- [Work to complete]:
1. Answer these three questions using the moving story:
(a) What was scribbled on the side of the box where Delilah's nose stopped?
(b) For how many years has the home been the narrator's alone?
(c) What was the mover holding when he arrived at the door with the first delivery of Jon's belongings?
2. List every body of water that the moving story names.
3. Does each statement below agree with the moving story? Answer yes or no, and quote the words from the story that settle it.
(a) Jon's Persian rugs ended up staying in the living room.
(b) The new fence was meant to hold Ridgebacks.
(c) The narrator's second apartment looked out over the Maumee River.

- [Provided text]:
········

Delilah weaved her way through the towers of boxes, looking for her bed. Her nose stopped where a cardboard corner met the floor. On the side of the box was scribbled, “dog beds.” She sighed.
“Sorry girl. I’ll get them out for you tomorrow.”
She curled her tail under her bottom and paced a bit.
I understood just how she felt.
Moving is hard. It’s worse the longer you’ve stayed. This is the only home my girls have known. It’s been mine, solely mine, for 16 years. I worked hard to buy it. Now I was working on letting it go.
It was getting late in a long day. Lilah, Lilly, Jon and I found a path to the stairway and headed up. I’d saved a few of their beds for them to sleep on one more time before the dirty, hairy, duck- taped and drooled-upon cushions would be chucked to the curb in the morning. We all settled in and quickly nodded off.
I lived on the water for some of my growing up years, and have dreamed of it ever since. My second apartment overlooked a section of Toledo’s Maumee River. In suburban Detroit, it was a small cottage on Walled Lake. In Miami, it was the Inter-Coastal Waterway- if you stood on your tippy toes in the kitchen, you could see the ocean. Now, Jon and I had found the perfect spot on the West River, near the Chesapeake Bay. It’s beautiful. We ordered a pretty, Ridgeback- proof fence. Jon secured the garage for our bikes and boats. The outside was ready.
On the afternoon of the first delivery of Jon’s belongings, the mover arrived at the door holding an ironing board.
“Oh Lord,” I said, having no immediate notion where to put it.
“Ma’am. You’re going to have to pull yourself together,” the mover deadpanned.
That make me laugh pretty hard. He had no idea how right he was.
As my beloved’s belongings began piling up in our new space, it became clear we had different notions of how it would look inside. I like my wood floors exposed. Jon likes his Persian rugs. They landed, rolled up, in the middle of the living room floor. Elephants. We stepped over them for two days. They are now in the garage.

········

- [Data extract]:
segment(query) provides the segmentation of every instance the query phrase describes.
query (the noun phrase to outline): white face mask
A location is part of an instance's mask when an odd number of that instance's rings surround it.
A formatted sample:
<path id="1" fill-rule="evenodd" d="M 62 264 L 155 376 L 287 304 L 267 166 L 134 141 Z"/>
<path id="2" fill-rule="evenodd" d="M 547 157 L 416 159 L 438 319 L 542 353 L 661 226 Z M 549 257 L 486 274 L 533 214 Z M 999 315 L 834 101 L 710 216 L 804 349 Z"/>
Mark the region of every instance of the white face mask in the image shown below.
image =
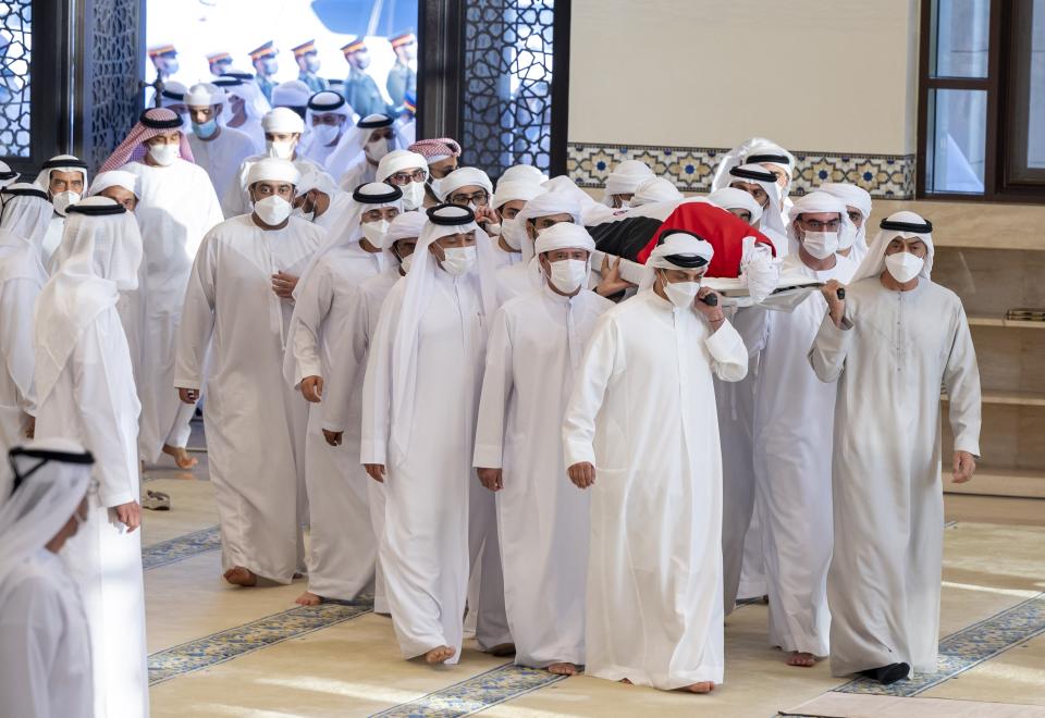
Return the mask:
<path id="1" fill-rule="evenodd" d="M 700 292 L 700 282 L 668 283 L 667 280 L 664 281 L 664 294 L 667 295 L 668 301 L 679 309 L 692 307 L 698 292 Z"/>
<path id="2" fill-rule="evenodd" d="M 286 218 L 291 215 L 291 211 L 294 208 L 291 207 L 291 203 L 279 195 L 266 197 L 265 199 L 258 200 L 254 203 L 254 213 L 258 215 L 259 220 L 269 226 L 283 224 L 283 222 L 286 221 Z"/>
<path id="3" fill-rule="evenodd" d="M 522 251 L 522 235 L 525 234 L 526 230 L 522 228 L 522 223 L 519 221 L 519 218 L 501 221 L 501 236 L 504 238 L 505 244 L 515 251 Z"/>
<path id="4" fill-rule="evenodd" d="M 562 259 L 551 263 L 548 281 L 563 294 L 577 292 L 588 277 L 588 262 L 579 259 Z"/>
<path id="5" fill-rule="evenodd" d="M 149 145 L 149 157 L 160 166 L 170 166 L 181 157 L 180 145 Z"/>
<path id="6" fill-rule="evenodd" d="M 443 269 L 454 276 L 467 273 L 476 263 L 475 247 L 448 247 L 443 249 L 443 253 L 446 257 L 442 262 Z"/>
<path id="7" fill-rule="evenodd" d="M 295 146 L 296 143 L 293 139 L 267 139 L 265 141 L 265 147 L 269 157 L 275 157 L 281 160 L 288 160 L 294 157 Z"/>
<path id="8" fill-rule="evenodd" d="M 421 208 L 421 203 L 425 201 L 425 183 L 409 182 L 399 189 L 403 190 L 403 208 L 406 211 Z"/>
<path id="9" fill-rule="evenodd" d="M 381 158 L 389 153 L 389 140 L 384 137 L 371 139 L 367 143 L 367 157 L 374 162 L 380 162 Z"/>
<path id="10" fill-rule="evenodd" d="M 312 136 L 316 137 L 320 147 L 332 145 L 340 133 L 341 127 L 337 125 L 312 125 Z"/>
<path id="11" fill-rule="evenodd" d="M 838 251 L 837 232 L 807 232 L 802 247 L 816 259 L 827 259 Z"/>
<path id="12" fill-rule="evenodd" d="M 899 251 L 885 258 L 885 269 L 900 284 L 906 284 L 918 276 L 924 265 L 924 259 L 909 251 Z"/>
<path id="13" fill-rule="evenodd" d="M 389 221 L 364 222 L 359 225 L 359 228 L 362 230 L 362 236 L 367 238 L 367 242 L 374 247 L 380 247 L 384 242 L 384 235 L 389 233 Z"/>
<path id="14" fill-rule="evenodd" d="M 54 211 L 65 216 L 65 209 L 70 205 L 75 205 L 81 199 L 78 191 L 60 191 L 53 197 L 51 197 L 51 203 L 54 206 Z"/>

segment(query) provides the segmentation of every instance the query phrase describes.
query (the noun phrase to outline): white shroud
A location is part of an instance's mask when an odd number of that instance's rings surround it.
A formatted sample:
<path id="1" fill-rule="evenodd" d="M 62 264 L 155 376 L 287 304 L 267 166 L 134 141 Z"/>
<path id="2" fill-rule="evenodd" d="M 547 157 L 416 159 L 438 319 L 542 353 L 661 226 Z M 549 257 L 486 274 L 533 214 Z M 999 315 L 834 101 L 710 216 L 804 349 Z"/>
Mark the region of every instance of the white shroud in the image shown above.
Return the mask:
<path id="1" fill-rule="evenodd" d="M 490 332 L 475 465 L 503 469 L 504 598 L 521 666 L 585 663 L 589 496 L 563 470 L 562 423 L 585 343 L 611 307 L 544 286 L 505 304 Z"/>
<path id="2" fill-rule="evenodd" d="M 194 407 L 179 401 L 171 388 L 174 345 L 193 258 L 223 216 L 207 172 L 192 162 L 177 159 L 165 168 L 131 162 L 121 169 L 138 177 L 135 216 L 145 257 L 138 288 L 123 295 L 120 317 L 142 401 L 138 451 L 143 461 L 153 462 L 164 444 L 188 443 Z"/>
<path id="3" fill-rule="evenodd" d="M 961 300 L 927 278 L 910 292 L 886 289 L 876 273 L 855 282 L 846 319 L 840 330 L 825 317 L 809 354 L 821 380 L 838 380 L 832 490 L 844 530 L 827 574 L 831 670 L 907 663 L 929 672 L 944 544 L 939 389 L 955 449 L 979 455 L 972 336 Z"/>
<path id="4" fill-rule="evenodd" d="M 308 409 L 283 380 L 293 305 L 275 296 L 271 276 L 299 275 L 324 232 L 297 218 L 282 230 L 261 230 L 251 216 L 228 220 L 204 238 L 172 383 L 199 389 L 206 379 L 222 566 L 290 583 L 303 557 L 298 499 Z"/>
<path id="5" fill-rule="evenodd" d="M 799 252 L 784 272 L 847 284 L 856 264 L 836 255 L 825 271 Z M 754 473 L 764 532 L 770 644 L 827 655 L 831 455 L 837 388 L 816 379 L 808 354 L 827 311 L 819 292 L 792 312 L 767 312 L 754 411 Z"/>
<path id="6" fill-rule="evenodd" d="M 722 465 L 712 374 L 748 352 L 652 289 L 603 314 L 563 428 L 595 466 L 587 672 L 672 690 L 723 680 Z"/>

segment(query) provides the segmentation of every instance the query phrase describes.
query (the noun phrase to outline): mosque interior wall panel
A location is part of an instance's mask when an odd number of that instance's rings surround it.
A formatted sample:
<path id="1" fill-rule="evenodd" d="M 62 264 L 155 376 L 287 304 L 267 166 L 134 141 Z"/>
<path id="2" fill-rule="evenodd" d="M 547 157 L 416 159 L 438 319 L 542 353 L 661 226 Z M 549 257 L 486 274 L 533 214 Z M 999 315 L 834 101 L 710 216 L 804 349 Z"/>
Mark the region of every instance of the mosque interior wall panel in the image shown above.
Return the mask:
<path id="1" fill-rule="evenodd" d="M 571 143 L 915 150 L 918 0 L 573 0 Z"/>
<path id="2" fill-rule="evenodd" d="M 641 160 L 683 191 L 711 191 L 715 165 L 728 147 L 652 147 L 574 143 L 568 146 L 567 173 L 581 187 L 602 187 L 610 171 L 624 160 Z M 914 196 L 912 154 L 868 154 L 791 150 L 798 162 L 792 194 L 803 195 L 824 182 L 850 182 L 878 199 Z"/>
<path id="3" fill-rule="evenodd" d="M 84 113 L 79 149 L 93 171 L 123 140 L 142 111 L 138 89 L 142 5 L 88 0 L 83 52 Z"/>

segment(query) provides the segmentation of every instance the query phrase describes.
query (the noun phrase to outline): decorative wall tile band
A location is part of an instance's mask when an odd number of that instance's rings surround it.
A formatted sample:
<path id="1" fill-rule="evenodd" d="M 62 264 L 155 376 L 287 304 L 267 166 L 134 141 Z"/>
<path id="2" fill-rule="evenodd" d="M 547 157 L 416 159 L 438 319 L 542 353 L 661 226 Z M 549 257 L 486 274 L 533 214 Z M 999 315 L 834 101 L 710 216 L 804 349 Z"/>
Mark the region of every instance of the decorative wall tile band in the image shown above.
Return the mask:
<path id="1" fill-rule="evenodd" d="M 834 690 L 914 696 L 1042 633 L 1045 633 L 1045 593 L 948 635 L 939 642 L 939 659 L 932 673 L 915 674 L 913 679 L 892 685 L 860 678 Z"/>
<path id="2" fill-rule="evenodd" d="M 521 695 L 565 680 L 546 670 L 526 668 L 514 664 L 497 666 L 460 683 L 454 683 L 422 695 L 416 701 L 402 703 L 373 714 L 371 718 L 394 716 L 396 718 L 457 718 L 470 716 L 492 706 L 513 701 Z"/>
<path id="3" fill-rule="evenodd" d="M 142 548 L 142 568 L 148 571 L 219 548 L 221 548 L 221 534 L 218 527 L 210 527 L 170 541 L 144 546 Z"/>
<path id="4" fill-rule="evenodd" d="M 149 656 L 149 685 L 211 668 L 233 658 L 297 639 L 373 610 L 373 597 L 299 606 L 244 626 L 188 641 Z"/>
<path id="5" fill-rule="evenodd" d="M 581 187 L 603 187 L 606 175 L 623 160 L 641 160 L 683 191 L 711 191 L 715 165 L 729 149 L 715 147 L 649 147 L 569 143 L 566 171 Z M 803 195 L 824 182 L 850 182 L 878 199 L 914 197 L 913 154 L 843 154 L 796 151 L 798 171 L 791 194 Z"/>

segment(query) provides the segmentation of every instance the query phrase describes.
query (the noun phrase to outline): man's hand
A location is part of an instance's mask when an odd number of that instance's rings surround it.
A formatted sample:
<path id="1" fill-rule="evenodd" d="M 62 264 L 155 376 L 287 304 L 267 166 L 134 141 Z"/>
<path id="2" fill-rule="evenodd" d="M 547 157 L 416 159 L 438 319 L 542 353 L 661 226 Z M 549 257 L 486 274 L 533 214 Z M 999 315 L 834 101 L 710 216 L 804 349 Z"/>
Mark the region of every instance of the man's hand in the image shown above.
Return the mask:
<path id="1" fill-rule="evenodd" d="M 490 491 L 504 488 L 504 473 L 501 469 L 477 469 L 479 481 Z"/>
<path id="2" fill-rule="evenodd" d="M 113 506 L 112 508 L 115 509 L 116 518 L 120 519 L 120 523 L 127 527 L 127 533 L 133 532 L 135 529 L 142 525 L 142 507 L 137 502 L 121 504 L 120 506 Z"/>
<path id="3" fill-rule="evenodd" d="M 599 273 L 602 275 L 602 281 L 599 282 L 599 285 L 595 287 L 595 294 L 603 297 L 612 297 L 615 294 L 620 294 L 625 289 L 630 289 L 635 286 L 627 280 L 620 278 L 619 257 L 617 257 L 617 261 L 611 263 L 610 255 L 605 255 L 602 258 L 602 268 L 599 270 Z"/>
<path id="4" fill-rule="evenodd" d="M 969 451 L 955 451 L 955 473 L 952 483 L 963 484 L 976 471 L 976 459 Z"/>
<path id="5" fill-rule="evenodd" d="M 704 301 L 704 297 L 711 296 L 717 298 L 714 307 Z M 697 298 L 693 299 L 693 309 L 711 324 L 712 332 L 717 332 L 718 327 L 726 321 L 725 315 L 722 313 L 722 297 L 709 287 L 700 287 L 700 290 L 697 293 Z"/>
<path id="6" fill-rule="evenodd" d="M 177 398 L 180 398 L 185 404 L 196 404 L 199 401 L 199 389 L 187 389 L 177 387 Z"/>
<path id="7" fill-rule="evenodd" d="M 331 446 L 341 446 L 341 437 L 345 435 L 343 431 L 330 431 L 323 430 L 323 438 L 327 440 L 327 443 Z"/>
<path id="8" fill-rule="evenodd" d="M 846 300 L 838 298 L 838 289 L 845 288 L 838 280 L 828 280 L 827 284 L 820 288 L 824 299 L 827 300 L 827 313 L 831 314 L 831 321 L 838 329 L 841 329 L 841 320 L 846 315 Z"/>
<path id="9" fill-rule="evenodd" d="M 595 483 L 595 467 L 587 461 L 580 461 L 566 469 L 569 480 L 574 482 L 577 488 L 588 488 Z"/>
<path id="10" fill-rule="evenodd" d="M 280 299 L 291 299 L 294 296 L 294 287 L 297 286 L 297 277 L 293 274 L 280 270 L 272 275 L 272 292 Z"/>
<path id="11" fill-rule="evenodd" d="M 323 377 L 306 376 L 302 380 L 302 396 L 307 401 L 319 404 L 323 400 Z"/>

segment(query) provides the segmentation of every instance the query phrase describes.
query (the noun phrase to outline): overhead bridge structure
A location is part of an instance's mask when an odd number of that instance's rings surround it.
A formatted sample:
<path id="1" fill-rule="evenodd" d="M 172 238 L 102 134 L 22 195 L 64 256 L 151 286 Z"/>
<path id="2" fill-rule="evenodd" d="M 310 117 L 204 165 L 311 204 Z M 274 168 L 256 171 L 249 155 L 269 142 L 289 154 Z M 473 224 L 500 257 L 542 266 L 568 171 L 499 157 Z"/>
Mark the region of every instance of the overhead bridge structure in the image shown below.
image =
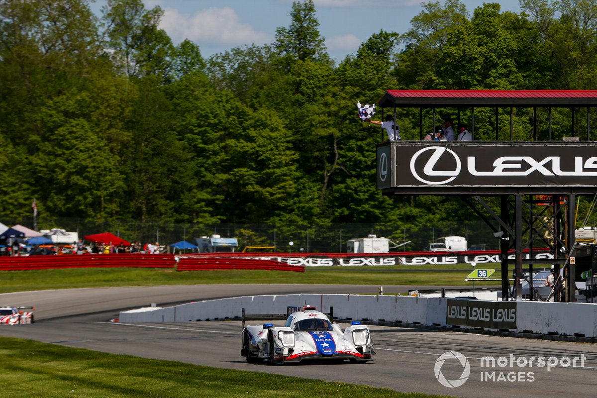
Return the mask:
<path id="1" fill-rule="evenodd" d="M 588 259 L 590 268 L 591 254 L 595 257 L 597 252 L 594 248 L 576 247 L 574 239 L 577 196 L 592 198 L 597 194 L 597 142 L 592 140 L 595 133 L 590 128 L 590 111 L 597 107 L 597 91 L 389 90 L 378 103 L 382 117 L 383 113 L 396 115 L 400 108 L 418 108 L 421 138 L 424 125 L 431 124 L 429 120 L 424 123 L 424 110 L 433 110 L 432 126 L 443 121 L 436 123 L 436 109 L 454 110 L 457 121 L 465 111 L 472 122 L 468 124 L 473 140 L 378 144 L 377 188 L 386 195 L 460 196 L 500 239 L 503 300 L 522 298 L 521 282 L 527 278 L 522 271 L 524 263 L 529 265 L 530 275 L 536 264 L 553 265 L 556 274 L 563 267 L 563 277 L 556 278 L 554 301 L 574 301 L 580 272 L 577 256 Z M 476 107 L 494 109 L 495 140 L 474 139 Z M 533 110 L 532 137 L 538 135 L 537 109 L 546 109 L 547 131 L 542 131 L 541 135 L 547 140 L 512 139 L 513 110 L 521 107 Z M 570 110 L 569 138 L 552 140 L 555 108 Z M 579 109 L 584 115 L 584 109 L 586 128 L 577 128 L 585 124 L 575 121 L 575 115 Z M 507 129 L 499 129 L 498 115 L 509 110 L 510 137 L 505 141 L 500 139 L 498 131 L 503 137 Z M 488 198 L 498 199 L 498 209 L 497 200 Z M 553 258 L 536 259 L 533 252 L 540 247 L 543 253 L 548 248 Z M 524 251 L 530 253 L 528 258 L 523 258 Z M 508 259 L 509 251 L 515 253 L 515 259 Z M 593 264 L 597 263 L 593 260 Z M 510 288 L 509 264 L 515 264 L 513 289 Z M 583 264 L 583 269 L 586 267 Z M 597 270 L 593 271 L 595 273 Z M 549 298 L 536 294 L 531 291 L 531 300 Z"/>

········

- [Task results]:
1.
(a) "dog beds."
(b) 16 years.
(c) An ironing board.

2.
- Maumee River
- Walled Lake
- Inter-Coastal Waterway
- West River
- Chesapeake Bay

3.
(a) No: "They are now in the garage."
(b) Yes: "We ordered a pretty, Ridgeback- proof fence."
(c) Yes: "My second apartment overlooked a section of Toledo’s Maumee River."